EXERCISE GOAL: Return the data below in full, matching every line exactly.

GIVEN INFORMATION:
========================================

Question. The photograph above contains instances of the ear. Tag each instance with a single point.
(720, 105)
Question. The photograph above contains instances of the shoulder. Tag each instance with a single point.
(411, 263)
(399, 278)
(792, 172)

========================================

REPLY TO THE TASK:
Question. The photograph above contains instances of the ear. Tag each instance with a single point.
(720, 105)
Question. The photograph above contains instances of the shoulder. Tag each instance with a single point.
(411, 263)
(399, 278)
(792, 172)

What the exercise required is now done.